====== Stored rows ======
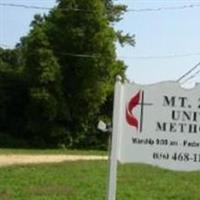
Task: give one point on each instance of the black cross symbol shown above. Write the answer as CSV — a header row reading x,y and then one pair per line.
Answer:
x,y
142,110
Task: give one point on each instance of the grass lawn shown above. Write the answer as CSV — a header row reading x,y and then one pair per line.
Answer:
x,y
86,180
50,151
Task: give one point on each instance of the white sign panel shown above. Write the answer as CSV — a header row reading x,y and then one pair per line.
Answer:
x,y
160,125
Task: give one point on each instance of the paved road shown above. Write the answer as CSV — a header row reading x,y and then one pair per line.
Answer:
x,y
6,160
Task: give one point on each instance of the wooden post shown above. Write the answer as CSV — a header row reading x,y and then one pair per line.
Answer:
x,y
112,179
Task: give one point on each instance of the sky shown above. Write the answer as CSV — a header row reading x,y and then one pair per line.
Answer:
x,y
167,35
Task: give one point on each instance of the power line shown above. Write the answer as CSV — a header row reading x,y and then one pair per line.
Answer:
x,y
123,57
165,8
42,8
160,57
188,72
191,77
191,6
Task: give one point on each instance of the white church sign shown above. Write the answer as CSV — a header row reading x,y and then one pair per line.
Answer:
x,y
157,124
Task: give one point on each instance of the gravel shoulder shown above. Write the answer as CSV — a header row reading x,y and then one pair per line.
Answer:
x,y
6,160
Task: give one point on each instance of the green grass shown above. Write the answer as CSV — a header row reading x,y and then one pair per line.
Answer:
x,y
86,180
50,151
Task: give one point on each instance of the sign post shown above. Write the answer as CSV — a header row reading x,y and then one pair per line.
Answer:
x,y
112,182
156,124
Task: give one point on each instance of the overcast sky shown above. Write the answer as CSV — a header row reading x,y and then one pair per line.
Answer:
x,y
167,35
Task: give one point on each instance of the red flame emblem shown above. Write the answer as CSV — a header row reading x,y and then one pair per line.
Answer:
x,y
133,103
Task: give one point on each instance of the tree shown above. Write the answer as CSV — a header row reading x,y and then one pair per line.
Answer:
x,y
42,72
70,65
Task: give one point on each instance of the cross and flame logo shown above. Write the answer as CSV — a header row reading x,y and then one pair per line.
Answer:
x,y
132,104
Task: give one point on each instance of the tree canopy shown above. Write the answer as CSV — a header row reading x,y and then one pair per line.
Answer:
x,y
68,65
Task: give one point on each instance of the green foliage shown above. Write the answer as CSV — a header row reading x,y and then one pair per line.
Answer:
x,y
67,65
87,180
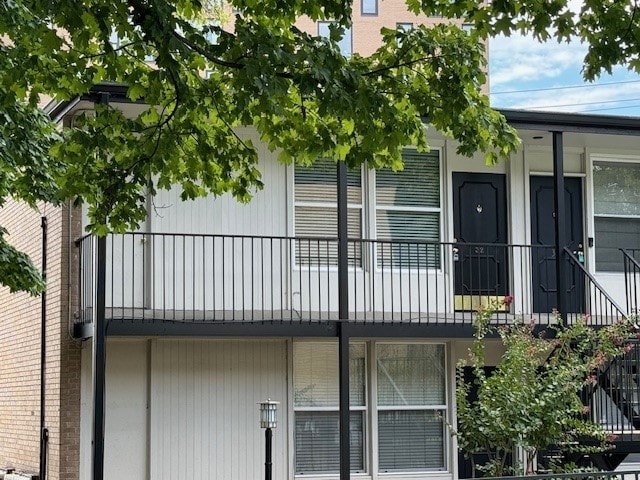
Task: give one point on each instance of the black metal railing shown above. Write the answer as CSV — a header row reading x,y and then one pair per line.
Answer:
x,y
586,297
631,264
580,475
229,278
614,398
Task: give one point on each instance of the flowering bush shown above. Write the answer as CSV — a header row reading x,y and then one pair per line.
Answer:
x,y
531,400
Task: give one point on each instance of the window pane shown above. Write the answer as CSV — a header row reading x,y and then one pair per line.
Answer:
x,y
411,374
315,374
322,222
344,43
317,183
616,188
410,440
418,185
407,256
399,225
611,234
317,442
370,7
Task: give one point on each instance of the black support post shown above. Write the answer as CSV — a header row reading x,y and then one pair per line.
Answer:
x,y
268,462
44,433
343,313
561,236
99,363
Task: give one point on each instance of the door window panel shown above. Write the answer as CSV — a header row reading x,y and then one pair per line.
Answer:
x,y
408,209
616,195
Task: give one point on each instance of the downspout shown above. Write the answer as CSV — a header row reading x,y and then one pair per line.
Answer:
x,y
560,233
343,322
44,432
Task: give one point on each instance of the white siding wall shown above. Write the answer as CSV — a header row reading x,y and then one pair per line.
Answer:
x,y
265,214
178,409
204,412
126,438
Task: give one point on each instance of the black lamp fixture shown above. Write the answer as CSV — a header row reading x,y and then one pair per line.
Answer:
x,y
268,420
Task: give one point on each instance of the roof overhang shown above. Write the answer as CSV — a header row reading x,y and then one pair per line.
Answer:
x,y
519,119
572,122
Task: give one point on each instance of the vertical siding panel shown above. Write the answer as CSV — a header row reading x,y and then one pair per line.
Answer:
x,y
204,417
266,214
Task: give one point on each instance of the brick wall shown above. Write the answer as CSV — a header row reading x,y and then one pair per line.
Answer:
x,y
20,320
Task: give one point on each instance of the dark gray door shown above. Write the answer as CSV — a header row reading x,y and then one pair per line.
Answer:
x,y
543,256
480,228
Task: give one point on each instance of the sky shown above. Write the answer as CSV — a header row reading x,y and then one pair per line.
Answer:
x,y
525,74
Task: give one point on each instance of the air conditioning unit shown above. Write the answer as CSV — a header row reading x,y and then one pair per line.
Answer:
x,y
21,476
4,472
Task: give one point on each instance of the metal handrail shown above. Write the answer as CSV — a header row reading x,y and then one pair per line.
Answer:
x,y
211,278
601,292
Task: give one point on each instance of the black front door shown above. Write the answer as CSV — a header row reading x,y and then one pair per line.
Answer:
x,y
543,255
481,270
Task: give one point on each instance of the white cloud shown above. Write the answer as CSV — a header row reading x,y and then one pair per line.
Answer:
x,y
589,98
524,60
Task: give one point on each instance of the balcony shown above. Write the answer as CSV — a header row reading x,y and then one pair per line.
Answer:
x,y
196,279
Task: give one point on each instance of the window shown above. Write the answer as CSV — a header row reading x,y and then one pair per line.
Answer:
x,y
467,28
316,212
369,7
616,192
406,411
408,209
344,43
411,404
315,402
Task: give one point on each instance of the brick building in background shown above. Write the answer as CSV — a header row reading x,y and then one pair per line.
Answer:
x,y
20,328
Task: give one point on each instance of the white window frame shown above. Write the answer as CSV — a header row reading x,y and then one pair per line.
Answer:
x,y
439,210
615,159
352,408
371,409
369,14
329,205
348,32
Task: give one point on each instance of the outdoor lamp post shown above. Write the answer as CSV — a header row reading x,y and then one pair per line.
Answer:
x,y
268,420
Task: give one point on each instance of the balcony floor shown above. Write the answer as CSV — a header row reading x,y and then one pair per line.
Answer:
x,y
141,321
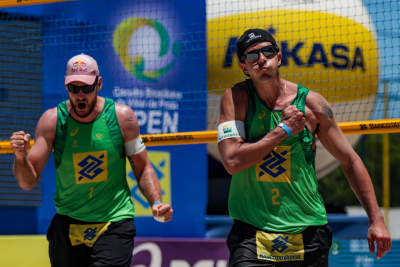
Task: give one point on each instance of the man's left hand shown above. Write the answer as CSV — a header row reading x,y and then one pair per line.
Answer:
======
▶ [Goal]: Leaving out the pictures, repeat the data above exactly.

▶ [Task answer]:
Task: give one point on each instance of the black cross symbol shown above. Write the answer as CSV — a header row reading x,y and then one pair per line.
Answer:
x,y
142,110
Task: give one point on each instance of the grass lawn shown above. Write the answer as CSV — a header row reading x,y and then one pair per line.
Answer:
x,y
86,180
50,151
Task: give one point on each instance of the white sign panel shown above. Write the answer as CSV — a header row reading x,y and then one pair per line.
Answer:
x,y
160,125
Task: give one point on each instance of the paved road shown above. Write the answer as CSV — a header row reading x,y and then one pair per line.
Answer:
x,y
6,160
Task: give one point on each instance of the wooden post shown above. Write the answer as CSV — a header row reading x,y and then one pair per line.
Answer:
x,y
112,179
Task: give one point on each instance of the sky shown above. Write the answer as CSV — a header row reading x,y and then one pair per line.
Answer:
x,y
167,35
Task: give one point on each instance of the power line shown above. Write the answer as CSV — a header row reading x,y and then one pair per line.
Answer:
x,y
123,57
165,8
42,8
160,57
188,72
191,77
191,6
Task: give one point on each instance of the white church sign shown above. Write the answer as CSV — a header row reading x,y and then one pair per line.
Answer:
x,y
157,124
Task: give one point on each instance of the gravel shoulder shown above. Write the answer as CSV — a header row reading x,y and then one pair per line.
Answer:
x,y
6,160
Task: give one point on each instance of the green grass shown above. Write the answer as CSV — a header row reading x,y and then one pair per line.
Answer:
x,y
86,180
50,151
Task: give one point on each instance of the sign post shown above. Write the answer as CSV — a header row reading x,y and then one pair per line.
Answer:
x,y
112,182
156,124
Task: give one point on each instance of the overcast sky shown above. Write the answer as CSV — a header row reading x,y and then one pair per line.
Answer:
x,y
167,35
Task: give one point on each instance of the red flame emblem shown above. Write the answer as CSV — a header row reading x,y and then one pair per line.
Answer:
x,y
133,103
Task: give one point on each instance of the tree shown above. Write the answer as CSV — a header row reading x,y and then one pair per line.
Answer:
x,y
42,72
70,65
Task: give one point on each instance of the cross and flame logo shown above. Write the answer as CSV — a header row reading x,y and then one pair per line.
Answer:
x,y
132,104
Task: give one point on each instance of the tree canopy shown above. Write the answer as CSV — a header row reading x,y and then one pair per line.
Answer:
x,y
68,65
Task: give one point on each instance of the green foliage shown above. Write the answer as CSV — a header row reading x,y and then one pair per line.
Answer:
x,y
67,65
87,180
Task: give one point on each instance of the black metal railing shown above. Write the answer as CSV — a header row reading x,y and then one pair per line.
Answer:
x,y
586,297
631,264
580,475
229,278
614,398
Task: give one point on each instance of the flowering bush shown above. Write the answer as CSV — a header row reading x,y and then one pair per line.
Answer:
x,y
531,400
Task: give one point on each instance of the window pane shown above. Write the answer as CSV — a header row reading x,y and then one pair per line.
Answer:
x,y
411,374
315,374
322,222
344,43
317,183
616,188
410,440
418,185
407,256
399,225
611,234
317,442
370,7
Task: give one point on each instance of the black support post shown above. Write the answer as CSV — a header row reading x,y and then one pair per line.
Answer:
x,y
268,462
44,433
343,313
561,236
99,363
Task: give one point on each instance of the door window panel shown above. Write the answer as CSV — a header row reading x,y and then one pair per line.
Answer:
x,y
408,209
616,195
Task: give one point on each instance of the downspout shown above. Write the answer as CSV — a header row reading x,y and then one pair per line.
Answer:
x,y
560,233
343,322
44,432
Task: give one point on each instance of the white siding wall shown above. Write the answer as CSV — a header row reading x,y and then one pair per line.
Answer:
x,y
265,214
178,409
204,412
126,438
Task: give one point on each instance of the black lamp fixture shown above. Write the answer as CSV — a header row reading x,y and then one pair per line.
Answer:
x,y
268,420
Task: give one point on each instance of the roof overhang shown above. Write the answer as CSV — a header row reading x,y and then one pair per line.
Answer:
x,y
519,119
572,122
Task: give one point on each instance of the vertical siding panel shown above. Write the answer as CSV — a header row reading x,y and then one pair per line.
Answer:
x,y
204,417
266,214
Task: give one point on each instance of the brick wall shown above. Write the answer as CSV — a header row reading x,y and then one pair per line.
Answer:
x,y
20,320
Task: give one point on each instance of the dark gray door shown above. Write the answer as CSV — a header row reading x,y and then one pair per line.
Answer:
x,y
543,256
480,228
Task: give one point on each instance of the sky shown above. Write the answer as CSV — a header row reading x,y and then one pair per line.
Answer:
x,y
525,74
Task: give one point on each instance of the air conditioning unit shown above. Write the answer as CSV — a header row reading x,y and then one pair per line.
Answer:
x,y
21,476
4,472
Task: give one point on each instance of the metal handrail shown above. Write the answer as CSV — a header row reading x,y and then one pair per line.
Answer:
x,y
211,278
601,292
Task: give one point on each instance of the black front door shown above. Write the answer as CSV — a header row reading x,y and then one pair per line.
Answer:
x,y
543,255
481,270
Task: give one point on each instance of the white cloud shown above. Write the answer as CSV — a header row reading x,y and then one pair per line.
Answer:
x,y
589,98
524,60
Task: give one point on each instance of the balcony shown above. Write the answer as CSV — a header row reading x,y and then one pair per line.
Answer:
x,y
196,279
Task: give one point on each instance of the window shown above. Write the answer as CSV — a header row reading x,y and then one pair per line.
Answer:
x,y
467,28
316,212
369,7
616,192
406,411
408,209
344,43
411,404
315,402
Task: give one point on each instance of the brick building in background shown above. Write the answer as CSV — a header row reading x,y and then one pair per line.
Answer:
x,y
20,328
Task: give one point on each instance of the white window frame shown above. Write the answer as CSV — a header row reading x,y and then one pair per line.
Answer:
x,y
439,210
615,159
352,408
371,409
369,14
329,205
348,32
Task: give one point on each instance of the outdoor lamp post shown above. Write the answer as CSV — a header row reading x,y and then one pair per line.
Answer:
x,y
268,420
Task: give one point on each instance of the balcony floor shown above. Write the answer as CSV — a header row reading x,y and then one pair per line.
Answer:
x,y
141,321
Task: give one point on each instance of the man's left hand shown above. Write the answer as CSV — a header row reading x,y and then one pair per line.
Answer:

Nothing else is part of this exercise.